Texte d'étude =>
┌──

Finalement, les deux phases les plus avancées peut être distinguées de la manière suivante: le niveau 4, celui de l’automatisation élevée, permet une conduite sans interaction humaine mais qui est restreinte à des situations connues, tandis qu’il y a toujours siège réservé pour le conducteur et un volant à disposition pour le conducteur si nécessaire.

Il faut que les consommateurs, les pouvoirs publics et les entreprises
puissent assurer l’usage d’une infrastructure continue reposant sur la 5G.

L’étape ultime, le niveau 5, est considérée comme une autonomie complète où le conducteur n’a plus besoin d’être préparé à reprendre le contrôle du véhicule – et dans ce cas, il n’y plus même de siège réservé pour le conducteur, ni de volant.

Quand vous évoquez les investissements nécessaires dans les infrastructures, pensez-vous surtout aux télécoms?

Oui, il faut notamment que les consommateurs, les pouvoirs publics et les entreprises puissent assurer l’usage d’une infrastructure continue reposant sur la 5G. L’amélioration du temps de réponse est un aspect essentiel: le délai actuel de l’ordre de 30 à 100 millisecondes est trop long dans le domaine des véhicules autonomes. Avec le réseau 5G, ce délai pourra être ramené à moins d’une milliseconde.

Parmi quatre domaines liés à l’innovation dans la mobilité – à savoir la connectivité, les véhicules autonomes, l’électrification et le partage de véhicules -, le «car sharing» n’est-il pas en train de subir un arrêt brutal en raison de la crise du COVID-19? Les gens préfèrent à nouveau utiliser leur propre véhicule…

A très court terme, il y aura certainement un usage accru des véhicules individuels. Mais je ne pense pas que cela remettra en question la tendance de fond allant en direction du partage des véhicules. Aujourd’hui, le fait d’acheter votre propre véhicule est certainement le pire investissement que vous puissiez faire compte tenu de la dépréciation rapide de la valeur d'une voiture. De plus, vous payez pour votre voiture même lorsque vous ne l’utilisez-pas – par exemple, lorsque vous la garez à l’aéroport. Et c’est le cas aussi pour les assurances. Un autre moteur qui favorisera cette évolution est que les entreprises peuvent aussi collecter beaucoup d’informations au sujet des véhicules partagés, celles-ci peuvent ensuite être utilisées pour améliorer la sécurité des usagers et être mises en valeur commercialement.

└──

Documents de travail =>
┌──

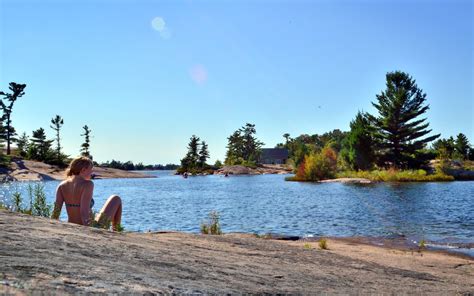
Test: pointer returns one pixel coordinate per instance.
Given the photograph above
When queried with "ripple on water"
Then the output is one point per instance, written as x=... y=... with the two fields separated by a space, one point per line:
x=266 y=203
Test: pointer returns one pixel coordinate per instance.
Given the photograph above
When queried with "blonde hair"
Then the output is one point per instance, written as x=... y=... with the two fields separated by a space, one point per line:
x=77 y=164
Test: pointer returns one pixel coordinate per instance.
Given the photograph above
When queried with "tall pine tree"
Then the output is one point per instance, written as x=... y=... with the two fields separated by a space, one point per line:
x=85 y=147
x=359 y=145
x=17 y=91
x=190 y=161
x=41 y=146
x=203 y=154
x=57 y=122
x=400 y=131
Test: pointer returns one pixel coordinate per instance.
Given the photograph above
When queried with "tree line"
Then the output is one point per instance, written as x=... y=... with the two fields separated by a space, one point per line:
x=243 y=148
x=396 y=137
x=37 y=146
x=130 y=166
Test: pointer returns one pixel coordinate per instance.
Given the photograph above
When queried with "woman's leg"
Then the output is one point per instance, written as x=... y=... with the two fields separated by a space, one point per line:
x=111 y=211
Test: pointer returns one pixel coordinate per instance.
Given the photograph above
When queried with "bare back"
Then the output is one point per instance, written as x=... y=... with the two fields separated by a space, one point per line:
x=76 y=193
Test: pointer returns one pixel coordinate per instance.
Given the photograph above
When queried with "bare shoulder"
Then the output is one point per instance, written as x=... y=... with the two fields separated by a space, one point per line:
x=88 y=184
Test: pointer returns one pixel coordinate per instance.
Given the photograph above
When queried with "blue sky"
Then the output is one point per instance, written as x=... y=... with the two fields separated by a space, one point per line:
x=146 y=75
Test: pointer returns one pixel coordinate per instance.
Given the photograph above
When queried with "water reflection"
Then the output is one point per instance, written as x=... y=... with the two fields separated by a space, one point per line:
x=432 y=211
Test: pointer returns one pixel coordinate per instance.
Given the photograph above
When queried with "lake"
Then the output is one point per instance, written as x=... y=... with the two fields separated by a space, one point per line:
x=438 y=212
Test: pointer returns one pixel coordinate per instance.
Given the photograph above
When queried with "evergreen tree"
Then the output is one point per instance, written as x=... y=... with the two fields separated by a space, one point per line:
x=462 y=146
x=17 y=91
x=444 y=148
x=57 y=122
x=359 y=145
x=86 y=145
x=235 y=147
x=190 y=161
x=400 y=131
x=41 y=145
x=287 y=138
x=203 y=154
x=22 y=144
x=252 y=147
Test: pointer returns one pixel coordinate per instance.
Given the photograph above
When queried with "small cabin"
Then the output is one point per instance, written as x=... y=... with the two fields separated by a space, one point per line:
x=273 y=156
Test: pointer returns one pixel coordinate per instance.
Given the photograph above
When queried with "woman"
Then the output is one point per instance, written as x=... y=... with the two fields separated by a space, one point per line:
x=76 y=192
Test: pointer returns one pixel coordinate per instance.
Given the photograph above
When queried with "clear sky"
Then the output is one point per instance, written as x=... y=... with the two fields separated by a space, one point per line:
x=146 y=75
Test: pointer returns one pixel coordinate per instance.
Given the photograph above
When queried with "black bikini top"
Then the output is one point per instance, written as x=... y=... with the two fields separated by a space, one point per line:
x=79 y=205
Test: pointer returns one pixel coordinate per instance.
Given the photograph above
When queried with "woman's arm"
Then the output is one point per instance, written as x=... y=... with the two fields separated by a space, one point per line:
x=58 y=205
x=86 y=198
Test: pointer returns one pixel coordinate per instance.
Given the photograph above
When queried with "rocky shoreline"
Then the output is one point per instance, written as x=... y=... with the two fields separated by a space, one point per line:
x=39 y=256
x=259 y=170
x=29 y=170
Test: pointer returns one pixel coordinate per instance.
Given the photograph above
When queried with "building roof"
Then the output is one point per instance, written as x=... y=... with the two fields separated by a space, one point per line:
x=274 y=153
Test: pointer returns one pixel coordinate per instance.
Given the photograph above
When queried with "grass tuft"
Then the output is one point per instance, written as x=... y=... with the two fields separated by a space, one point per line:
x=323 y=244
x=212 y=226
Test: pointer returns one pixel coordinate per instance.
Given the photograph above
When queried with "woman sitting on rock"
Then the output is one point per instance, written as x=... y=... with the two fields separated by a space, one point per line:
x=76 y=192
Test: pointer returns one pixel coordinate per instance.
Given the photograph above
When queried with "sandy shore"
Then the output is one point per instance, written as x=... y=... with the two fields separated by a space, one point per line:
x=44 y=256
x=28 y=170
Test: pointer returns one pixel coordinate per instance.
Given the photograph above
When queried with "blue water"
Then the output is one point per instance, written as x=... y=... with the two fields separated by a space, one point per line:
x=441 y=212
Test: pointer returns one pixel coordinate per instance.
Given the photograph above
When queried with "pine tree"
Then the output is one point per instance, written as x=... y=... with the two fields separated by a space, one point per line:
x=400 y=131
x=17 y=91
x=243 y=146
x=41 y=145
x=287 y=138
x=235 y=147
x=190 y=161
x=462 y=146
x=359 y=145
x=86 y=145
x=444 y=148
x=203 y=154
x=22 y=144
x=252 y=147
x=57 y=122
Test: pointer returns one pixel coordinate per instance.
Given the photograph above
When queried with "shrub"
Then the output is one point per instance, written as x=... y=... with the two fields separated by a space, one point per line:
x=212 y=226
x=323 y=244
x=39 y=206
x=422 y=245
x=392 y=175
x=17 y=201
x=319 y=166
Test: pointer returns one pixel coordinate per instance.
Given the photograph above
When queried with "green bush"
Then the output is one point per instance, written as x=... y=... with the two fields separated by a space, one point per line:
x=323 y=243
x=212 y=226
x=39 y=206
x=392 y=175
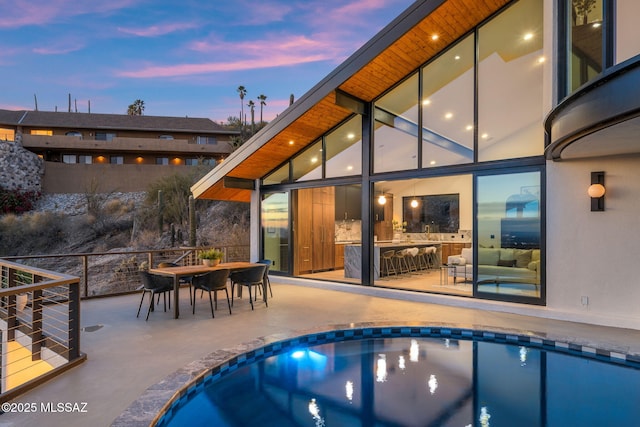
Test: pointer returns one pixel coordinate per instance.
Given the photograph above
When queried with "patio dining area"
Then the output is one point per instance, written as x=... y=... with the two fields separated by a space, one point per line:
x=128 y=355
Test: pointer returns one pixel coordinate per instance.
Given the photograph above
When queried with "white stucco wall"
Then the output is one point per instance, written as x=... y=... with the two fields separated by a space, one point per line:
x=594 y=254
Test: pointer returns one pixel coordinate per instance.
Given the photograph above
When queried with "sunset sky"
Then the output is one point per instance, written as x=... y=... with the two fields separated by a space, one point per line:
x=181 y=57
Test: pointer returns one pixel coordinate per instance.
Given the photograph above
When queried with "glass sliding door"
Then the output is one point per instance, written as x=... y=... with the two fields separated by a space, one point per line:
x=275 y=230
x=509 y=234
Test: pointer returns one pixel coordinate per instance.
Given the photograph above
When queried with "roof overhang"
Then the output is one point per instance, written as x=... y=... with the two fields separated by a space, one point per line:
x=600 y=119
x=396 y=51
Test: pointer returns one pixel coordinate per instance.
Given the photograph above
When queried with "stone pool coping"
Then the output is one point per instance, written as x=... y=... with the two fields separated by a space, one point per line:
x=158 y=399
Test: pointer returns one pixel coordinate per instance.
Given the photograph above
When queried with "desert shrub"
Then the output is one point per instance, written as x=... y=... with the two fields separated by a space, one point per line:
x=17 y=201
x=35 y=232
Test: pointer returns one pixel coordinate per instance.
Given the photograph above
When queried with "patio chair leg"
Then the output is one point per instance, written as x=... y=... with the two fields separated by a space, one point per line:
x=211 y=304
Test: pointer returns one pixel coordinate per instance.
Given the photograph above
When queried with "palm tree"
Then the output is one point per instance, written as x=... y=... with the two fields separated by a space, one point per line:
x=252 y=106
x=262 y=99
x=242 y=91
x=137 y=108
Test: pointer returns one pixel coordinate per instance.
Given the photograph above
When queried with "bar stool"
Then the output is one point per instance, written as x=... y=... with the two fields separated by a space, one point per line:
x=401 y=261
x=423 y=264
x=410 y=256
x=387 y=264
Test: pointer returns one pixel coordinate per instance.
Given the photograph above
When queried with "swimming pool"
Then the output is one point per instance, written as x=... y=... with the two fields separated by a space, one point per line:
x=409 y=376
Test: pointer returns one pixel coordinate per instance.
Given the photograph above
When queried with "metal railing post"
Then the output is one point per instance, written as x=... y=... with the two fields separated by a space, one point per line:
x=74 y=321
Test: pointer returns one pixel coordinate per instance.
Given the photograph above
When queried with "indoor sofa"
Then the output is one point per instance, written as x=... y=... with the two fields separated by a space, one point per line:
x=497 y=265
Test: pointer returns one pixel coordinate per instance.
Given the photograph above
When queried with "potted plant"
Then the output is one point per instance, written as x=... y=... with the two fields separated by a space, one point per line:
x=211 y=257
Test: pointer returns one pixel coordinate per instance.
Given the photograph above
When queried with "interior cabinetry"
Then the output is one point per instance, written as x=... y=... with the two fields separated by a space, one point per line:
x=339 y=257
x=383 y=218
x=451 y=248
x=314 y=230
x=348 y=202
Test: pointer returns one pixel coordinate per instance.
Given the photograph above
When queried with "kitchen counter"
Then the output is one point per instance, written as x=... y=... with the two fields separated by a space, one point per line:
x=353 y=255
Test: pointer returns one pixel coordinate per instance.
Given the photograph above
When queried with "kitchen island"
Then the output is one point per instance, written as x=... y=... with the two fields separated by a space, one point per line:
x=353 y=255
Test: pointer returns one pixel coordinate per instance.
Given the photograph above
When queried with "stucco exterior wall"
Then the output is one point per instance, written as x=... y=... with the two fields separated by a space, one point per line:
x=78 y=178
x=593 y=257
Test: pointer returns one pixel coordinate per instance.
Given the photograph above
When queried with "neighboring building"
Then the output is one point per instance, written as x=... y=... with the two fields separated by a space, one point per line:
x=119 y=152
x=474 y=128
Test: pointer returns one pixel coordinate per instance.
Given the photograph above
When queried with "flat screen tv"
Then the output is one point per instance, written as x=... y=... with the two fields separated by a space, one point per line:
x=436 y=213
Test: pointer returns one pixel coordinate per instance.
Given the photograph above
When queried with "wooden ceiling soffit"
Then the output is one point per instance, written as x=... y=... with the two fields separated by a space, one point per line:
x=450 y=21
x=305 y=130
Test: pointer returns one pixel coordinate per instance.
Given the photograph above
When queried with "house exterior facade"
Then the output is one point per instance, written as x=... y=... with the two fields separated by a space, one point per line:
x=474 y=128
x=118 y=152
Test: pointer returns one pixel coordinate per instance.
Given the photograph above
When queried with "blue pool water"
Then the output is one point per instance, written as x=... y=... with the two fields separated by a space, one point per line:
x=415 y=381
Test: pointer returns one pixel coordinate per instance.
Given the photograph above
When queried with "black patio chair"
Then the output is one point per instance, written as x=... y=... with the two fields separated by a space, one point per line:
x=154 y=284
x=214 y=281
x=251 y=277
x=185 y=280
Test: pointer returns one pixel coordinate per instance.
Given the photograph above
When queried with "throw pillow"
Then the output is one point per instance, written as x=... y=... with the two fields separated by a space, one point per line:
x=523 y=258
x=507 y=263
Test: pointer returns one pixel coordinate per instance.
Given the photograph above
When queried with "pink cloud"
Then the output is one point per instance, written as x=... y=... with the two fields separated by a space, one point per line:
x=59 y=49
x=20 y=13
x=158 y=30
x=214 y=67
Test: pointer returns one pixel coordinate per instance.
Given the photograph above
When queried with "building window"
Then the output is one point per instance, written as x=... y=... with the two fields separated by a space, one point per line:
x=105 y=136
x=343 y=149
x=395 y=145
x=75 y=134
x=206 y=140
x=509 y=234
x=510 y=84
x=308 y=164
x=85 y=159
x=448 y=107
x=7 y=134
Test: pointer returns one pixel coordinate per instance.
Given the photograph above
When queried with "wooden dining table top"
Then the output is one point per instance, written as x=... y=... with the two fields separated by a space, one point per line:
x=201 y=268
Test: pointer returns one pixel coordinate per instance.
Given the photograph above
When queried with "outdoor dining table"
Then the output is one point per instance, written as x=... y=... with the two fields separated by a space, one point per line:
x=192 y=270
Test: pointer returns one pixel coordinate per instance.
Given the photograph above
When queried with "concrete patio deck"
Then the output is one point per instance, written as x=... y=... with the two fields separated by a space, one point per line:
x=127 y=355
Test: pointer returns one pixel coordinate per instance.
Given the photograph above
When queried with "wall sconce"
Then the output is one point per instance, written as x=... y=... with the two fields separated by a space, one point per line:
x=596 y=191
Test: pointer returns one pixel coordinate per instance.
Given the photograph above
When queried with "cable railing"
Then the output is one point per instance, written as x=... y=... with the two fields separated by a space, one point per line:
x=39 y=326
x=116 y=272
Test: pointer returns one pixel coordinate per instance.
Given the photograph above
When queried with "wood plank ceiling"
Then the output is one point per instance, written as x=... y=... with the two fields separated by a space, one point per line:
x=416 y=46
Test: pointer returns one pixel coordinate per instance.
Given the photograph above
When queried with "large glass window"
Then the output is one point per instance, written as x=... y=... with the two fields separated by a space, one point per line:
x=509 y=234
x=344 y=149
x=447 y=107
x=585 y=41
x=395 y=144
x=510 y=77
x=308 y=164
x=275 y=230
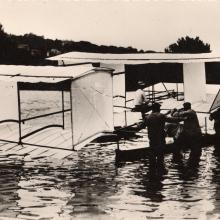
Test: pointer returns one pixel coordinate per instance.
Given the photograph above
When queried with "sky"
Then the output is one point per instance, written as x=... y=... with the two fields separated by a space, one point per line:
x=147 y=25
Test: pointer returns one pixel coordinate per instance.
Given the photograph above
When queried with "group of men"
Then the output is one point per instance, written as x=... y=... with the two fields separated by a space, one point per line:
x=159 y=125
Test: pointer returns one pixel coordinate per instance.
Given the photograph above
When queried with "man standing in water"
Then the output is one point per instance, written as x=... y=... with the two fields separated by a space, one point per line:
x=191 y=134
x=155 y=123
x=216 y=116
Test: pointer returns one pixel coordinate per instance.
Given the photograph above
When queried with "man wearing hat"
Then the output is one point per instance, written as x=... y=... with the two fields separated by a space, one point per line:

└──

Exercices proposés =>
1. Relevez les quatre domaines liés à l'innovation dans la mobilité que cite le texte d'étude.
2. Dites si chacune des affirmations suivantes est conforme au texte d'étude, en citant les mots qui le justifient.
(a) Au niveau 4, un volant reste à la disposition du conducteur.
(b) Grâce au réseau 5G, le délai de réponse pourra descendre sous une milliseconde.
(c) Le texte affirme que la crise du COVID-19 remettra en question la tendance au partage des véhicules.

Corrigés des exercices =>
1. La connectivité, les véhicules autonomes, l'électrification et le partage de véhicules.

2.
(a) Oui : « il y a toujours siège réservé pour le conducteur et un volant à disposition pour le conducteur si nécessaire ».
(b) Oui : « Avec le réseau 5G, ce délai pourra être ramené à moins d’une milliseconde. »
(c) Non : « je ne pense pas que cela remettra en question la tendance de fond allant en direction du partage des véhicules ».